*Instructions for the task*
Reproduce the records starting at the line that contains "of the dark" and ending at the line that contains "pixel 431 37", substituting "annotator" for every "endpoint" and leaving everything else unchanged.

*Stored data*
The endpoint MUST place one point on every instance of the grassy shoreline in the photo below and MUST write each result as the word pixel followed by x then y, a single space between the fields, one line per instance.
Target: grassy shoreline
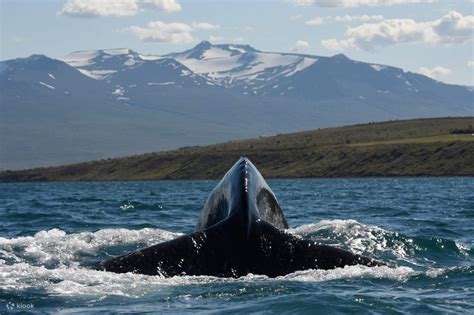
pixel 420 147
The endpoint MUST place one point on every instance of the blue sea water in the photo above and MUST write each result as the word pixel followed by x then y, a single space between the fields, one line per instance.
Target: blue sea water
pixel 52 235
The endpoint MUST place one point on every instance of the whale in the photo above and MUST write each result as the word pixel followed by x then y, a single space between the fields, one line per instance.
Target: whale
pixel 241 230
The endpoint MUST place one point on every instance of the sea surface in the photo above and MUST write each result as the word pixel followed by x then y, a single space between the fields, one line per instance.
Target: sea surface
pixel 53 235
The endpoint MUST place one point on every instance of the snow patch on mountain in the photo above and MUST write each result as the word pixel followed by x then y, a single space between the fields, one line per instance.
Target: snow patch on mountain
pixel 47 85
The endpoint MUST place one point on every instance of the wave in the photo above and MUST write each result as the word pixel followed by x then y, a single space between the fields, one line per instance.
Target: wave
pixel 375 241
pixel 60 263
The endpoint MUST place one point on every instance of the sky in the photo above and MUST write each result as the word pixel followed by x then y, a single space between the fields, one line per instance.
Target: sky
pixel 425 36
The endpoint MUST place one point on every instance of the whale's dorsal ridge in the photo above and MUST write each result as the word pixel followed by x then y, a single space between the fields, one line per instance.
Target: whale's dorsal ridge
pixel 242 192
pixel 239 232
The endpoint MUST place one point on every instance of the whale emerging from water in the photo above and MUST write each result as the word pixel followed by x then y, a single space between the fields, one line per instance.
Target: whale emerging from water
pixel 240 231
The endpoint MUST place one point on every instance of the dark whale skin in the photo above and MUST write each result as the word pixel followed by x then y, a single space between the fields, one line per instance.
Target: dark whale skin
pixel 240 231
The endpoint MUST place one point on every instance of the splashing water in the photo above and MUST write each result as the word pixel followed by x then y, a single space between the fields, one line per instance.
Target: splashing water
pixel 55 235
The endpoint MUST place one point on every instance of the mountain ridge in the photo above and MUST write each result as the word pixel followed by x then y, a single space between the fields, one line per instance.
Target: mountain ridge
pixel 112 102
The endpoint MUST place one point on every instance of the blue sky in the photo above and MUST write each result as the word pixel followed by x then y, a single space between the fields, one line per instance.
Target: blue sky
pixel 431 37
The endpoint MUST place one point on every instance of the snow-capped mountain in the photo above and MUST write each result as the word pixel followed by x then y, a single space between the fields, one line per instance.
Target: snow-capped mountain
pixel 241 65
pixel 103 103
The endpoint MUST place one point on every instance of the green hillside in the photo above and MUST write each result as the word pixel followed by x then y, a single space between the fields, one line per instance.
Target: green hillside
pixel 421 147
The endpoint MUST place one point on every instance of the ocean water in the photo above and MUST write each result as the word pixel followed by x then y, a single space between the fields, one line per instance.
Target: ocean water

*Output below*
The annotator MUST place one point on every instance of the dark whale skin in the photo above and MUST write each result as the word pixel followed by x then y, a single space between the fields, one line per instance.
Target: dark whale skin
pixel 240 231
The annotator MUST place one point on every instance of the splashing water in the photo above and MUST write each result as the word pixel followed by x then y, a single space between the fields, one line per instance.
Target: splashing water
pixel 55 235
The annotator MUST place one point on every instance of the mountain ridge in the photo above and MUST write each result as the word pixel followed by x then y, a single space between the fields, one line per instance.
Target: mountain ridge
pixel 112 102
The annotator MUST place one point on every instance of the blue sky in the photo above and MUST write each result as the word pixel followed by x then y, a single space between the fields, one line per instance.
Target: blue sky
pixel 431 37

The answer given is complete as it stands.